**Task requirements**
What follows is a set of entries. Repeat them exactly, but not their pictures.

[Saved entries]
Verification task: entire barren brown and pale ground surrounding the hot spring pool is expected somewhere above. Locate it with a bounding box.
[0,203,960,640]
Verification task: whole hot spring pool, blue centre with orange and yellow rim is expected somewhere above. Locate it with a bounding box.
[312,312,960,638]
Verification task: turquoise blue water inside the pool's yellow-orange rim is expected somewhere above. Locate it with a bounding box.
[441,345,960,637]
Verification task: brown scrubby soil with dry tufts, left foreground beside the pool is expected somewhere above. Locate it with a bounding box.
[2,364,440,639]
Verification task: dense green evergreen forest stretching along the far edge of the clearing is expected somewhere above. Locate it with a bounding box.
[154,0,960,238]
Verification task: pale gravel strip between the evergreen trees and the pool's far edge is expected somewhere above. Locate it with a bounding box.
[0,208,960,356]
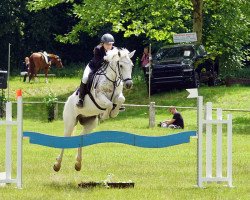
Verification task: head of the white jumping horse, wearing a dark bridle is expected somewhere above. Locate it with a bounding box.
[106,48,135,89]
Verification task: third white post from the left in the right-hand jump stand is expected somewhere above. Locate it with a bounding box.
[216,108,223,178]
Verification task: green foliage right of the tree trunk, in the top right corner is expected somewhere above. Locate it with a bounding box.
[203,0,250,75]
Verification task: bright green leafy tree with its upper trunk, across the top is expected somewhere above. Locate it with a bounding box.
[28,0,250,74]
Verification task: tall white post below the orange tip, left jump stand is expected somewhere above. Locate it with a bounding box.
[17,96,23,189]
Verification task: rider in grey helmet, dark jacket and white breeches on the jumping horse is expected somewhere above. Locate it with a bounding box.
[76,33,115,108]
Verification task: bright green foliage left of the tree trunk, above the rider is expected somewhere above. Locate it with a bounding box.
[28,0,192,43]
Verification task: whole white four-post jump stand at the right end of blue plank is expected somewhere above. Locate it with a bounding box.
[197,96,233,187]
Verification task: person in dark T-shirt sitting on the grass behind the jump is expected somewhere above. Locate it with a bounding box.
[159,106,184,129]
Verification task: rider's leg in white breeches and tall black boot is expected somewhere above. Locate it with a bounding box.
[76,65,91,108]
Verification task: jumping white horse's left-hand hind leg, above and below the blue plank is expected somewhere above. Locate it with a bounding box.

**Answer to the exercise**
Verification task: entire barren brown and pale ground surrounding the hot spring pool is expected somewhere above. Locate it with a bounding box.
[0,203,960,640]
Verification task: whole hot spring pool, blue centre with orange and yellow rim is expected somewhere above. Locate it with a bounding box.
[312,312,960,638]
Verification task: turquoise blue water inside the pool's yellow-orange rim is expected somewhere above. Locate it with a bounding box.
[441,345,960,637]
Verification task: brown scrubby soil with dry tufts, left foreground beside the pool is expected somewhere above. Locate it with a bounding box.
[2,364,440,639]
Verification task: dense green evergreen forest stretching along the far edge of the clearing is expected somewhere above. Locate it with a bounding box.
[154,0,960,238]
Verification task: pale gravel strip between the evergreen trees and the pool's far edge is expected somewhere above. Locate it with a bounding box.
[0,208,960,356]
Verification task: head of the white jumping horse, wearing a dark bridle is expected somewhere above. Locate it with a bounding box.
[106,48,135,89]
Verification task: third white post from the left in the right-hand jump stand is expected somewhere above. Locate it with a bounding box.
[216,108,223,178]
Verification task: green foliage right of the tree trunk, in the top right corner is expected somewhere above. Locate it with a bounding box.
[203,0,250,75]
Verification task: bright green leafy tree with its upper trunk, across the top is expected somewhere above. Locate it with a bounding box.
[28,0,250,74]
Verification task: tall white post below the orange tip, left jump stand is expected somewhere above. Locate it with a bounding box.
[17,96,23,189]
Verification task: rider in grey helmet, dark jacket and white breeches on the jumping horse is expected somewhere above. Locate it with a bounding box.
[76,33,115,108]
Verification task: bright green foliage left of the tree trunk, above the rider is expected somewhere above. Locate it with a bounding box.
[28,0,192,43]
Verification task: whole white four-post jump stand at the right end of blue plank is expected somewhere above. Locate it with a bounding box.
[197,96,233,187]
Verification task: person in dark T-shirt sitting on the grass behind the jump is expected somewhere above. Locate it with a bounding box.
[159,106,184,129]
Verification task: rider's leg in white breeches and tall black boot is expected somewhere above. Locate it with a bounding box.
[76,65,91,108]
Verification task: jumping white horse's left-hand hind leg, above and below the blue plank is expected somewhere above. Locate it with a bounding box.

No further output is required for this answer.